[OBJECTIVE]
Give the data starting at the line that contains "of the rocky" and ending at the line that contains "[(517, 549)]" as a two-column CSV with the header names text and answer. Each row should hold one text and the answer after it, each value in one quoted field with line breaks replaced by spaces.

>> Begin MATERIALS PROVIDED

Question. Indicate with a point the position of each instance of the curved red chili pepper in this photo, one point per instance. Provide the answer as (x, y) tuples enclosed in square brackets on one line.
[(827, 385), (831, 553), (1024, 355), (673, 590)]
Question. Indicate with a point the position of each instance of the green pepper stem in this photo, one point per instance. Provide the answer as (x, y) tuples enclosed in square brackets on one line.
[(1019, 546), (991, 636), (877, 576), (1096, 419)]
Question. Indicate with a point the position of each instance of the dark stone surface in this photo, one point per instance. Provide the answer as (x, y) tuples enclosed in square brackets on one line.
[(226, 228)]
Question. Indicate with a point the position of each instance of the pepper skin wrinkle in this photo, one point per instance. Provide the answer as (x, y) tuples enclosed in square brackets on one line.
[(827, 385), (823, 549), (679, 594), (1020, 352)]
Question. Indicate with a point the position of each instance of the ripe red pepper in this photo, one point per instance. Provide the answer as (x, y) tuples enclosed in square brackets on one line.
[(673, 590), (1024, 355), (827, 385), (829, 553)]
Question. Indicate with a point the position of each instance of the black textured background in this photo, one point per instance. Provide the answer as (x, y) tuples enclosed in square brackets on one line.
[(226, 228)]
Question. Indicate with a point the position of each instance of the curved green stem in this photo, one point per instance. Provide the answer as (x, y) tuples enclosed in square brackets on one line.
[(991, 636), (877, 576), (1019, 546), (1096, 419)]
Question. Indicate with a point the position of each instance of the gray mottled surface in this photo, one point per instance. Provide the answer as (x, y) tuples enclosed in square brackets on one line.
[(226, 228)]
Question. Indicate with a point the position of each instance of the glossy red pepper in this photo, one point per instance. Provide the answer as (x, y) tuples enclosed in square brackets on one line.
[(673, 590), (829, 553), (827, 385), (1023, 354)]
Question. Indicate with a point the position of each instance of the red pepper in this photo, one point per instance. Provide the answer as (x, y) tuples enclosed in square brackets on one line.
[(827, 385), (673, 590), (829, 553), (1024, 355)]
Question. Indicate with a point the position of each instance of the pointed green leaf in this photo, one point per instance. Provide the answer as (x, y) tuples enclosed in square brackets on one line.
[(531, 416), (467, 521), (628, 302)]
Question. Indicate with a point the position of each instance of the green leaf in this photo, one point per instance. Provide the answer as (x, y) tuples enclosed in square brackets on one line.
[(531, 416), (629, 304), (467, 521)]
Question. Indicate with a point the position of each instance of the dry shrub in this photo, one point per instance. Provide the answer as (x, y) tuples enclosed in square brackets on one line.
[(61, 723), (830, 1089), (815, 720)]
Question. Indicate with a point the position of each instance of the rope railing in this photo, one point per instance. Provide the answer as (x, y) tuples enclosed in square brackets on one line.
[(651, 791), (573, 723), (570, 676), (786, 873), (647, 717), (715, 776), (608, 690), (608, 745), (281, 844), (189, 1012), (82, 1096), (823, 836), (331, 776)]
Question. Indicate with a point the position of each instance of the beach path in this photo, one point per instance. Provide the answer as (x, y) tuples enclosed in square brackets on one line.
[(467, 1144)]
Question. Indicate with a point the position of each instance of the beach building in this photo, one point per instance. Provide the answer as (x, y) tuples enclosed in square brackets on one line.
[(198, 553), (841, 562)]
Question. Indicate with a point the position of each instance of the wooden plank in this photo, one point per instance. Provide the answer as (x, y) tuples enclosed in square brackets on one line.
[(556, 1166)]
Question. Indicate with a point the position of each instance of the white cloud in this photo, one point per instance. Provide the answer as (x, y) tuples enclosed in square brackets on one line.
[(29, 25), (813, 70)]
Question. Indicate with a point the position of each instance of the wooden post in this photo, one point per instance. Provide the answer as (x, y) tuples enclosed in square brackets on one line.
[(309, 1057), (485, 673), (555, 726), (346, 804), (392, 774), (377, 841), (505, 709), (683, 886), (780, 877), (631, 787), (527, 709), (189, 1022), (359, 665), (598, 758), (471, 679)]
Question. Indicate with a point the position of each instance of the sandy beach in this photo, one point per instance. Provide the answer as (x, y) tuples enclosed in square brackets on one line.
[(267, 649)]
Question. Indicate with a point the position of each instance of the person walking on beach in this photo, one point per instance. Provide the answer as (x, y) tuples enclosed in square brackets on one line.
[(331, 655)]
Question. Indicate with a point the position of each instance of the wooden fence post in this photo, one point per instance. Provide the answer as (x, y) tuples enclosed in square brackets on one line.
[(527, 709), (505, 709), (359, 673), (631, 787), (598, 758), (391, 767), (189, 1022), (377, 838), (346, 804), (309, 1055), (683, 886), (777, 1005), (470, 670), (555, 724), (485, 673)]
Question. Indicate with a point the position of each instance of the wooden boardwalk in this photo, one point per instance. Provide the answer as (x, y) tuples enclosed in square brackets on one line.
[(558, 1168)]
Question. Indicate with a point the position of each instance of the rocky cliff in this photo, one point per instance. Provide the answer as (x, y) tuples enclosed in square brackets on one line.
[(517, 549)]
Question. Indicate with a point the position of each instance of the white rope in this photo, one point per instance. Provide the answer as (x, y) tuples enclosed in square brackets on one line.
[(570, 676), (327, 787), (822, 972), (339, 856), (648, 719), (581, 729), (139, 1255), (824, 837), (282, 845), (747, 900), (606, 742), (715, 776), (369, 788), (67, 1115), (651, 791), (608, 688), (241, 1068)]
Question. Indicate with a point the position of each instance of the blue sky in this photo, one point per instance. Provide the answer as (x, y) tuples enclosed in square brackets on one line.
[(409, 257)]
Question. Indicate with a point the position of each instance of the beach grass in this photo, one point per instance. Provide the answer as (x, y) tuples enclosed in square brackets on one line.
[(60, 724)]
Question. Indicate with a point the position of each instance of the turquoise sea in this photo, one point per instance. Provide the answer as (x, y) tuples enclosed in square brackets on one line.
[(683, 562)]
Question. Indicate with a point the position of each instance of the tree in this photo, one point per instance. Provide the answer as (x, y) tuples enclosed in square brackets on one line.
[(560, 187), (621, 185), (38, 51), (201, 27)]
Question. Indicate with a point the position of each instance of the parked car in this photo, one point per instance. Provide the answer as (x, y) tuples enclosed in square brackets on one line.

>> End MATERIALS PROVIDED

[OUTPUT OF THE TASK]
text,answer
"Question. Indicate with a point the position of each instance of the rocky cliff in this photo, one point per instance. Provide the answer as (x, y) tuples enclosed in square brackets on one line.","[(517, 549)]"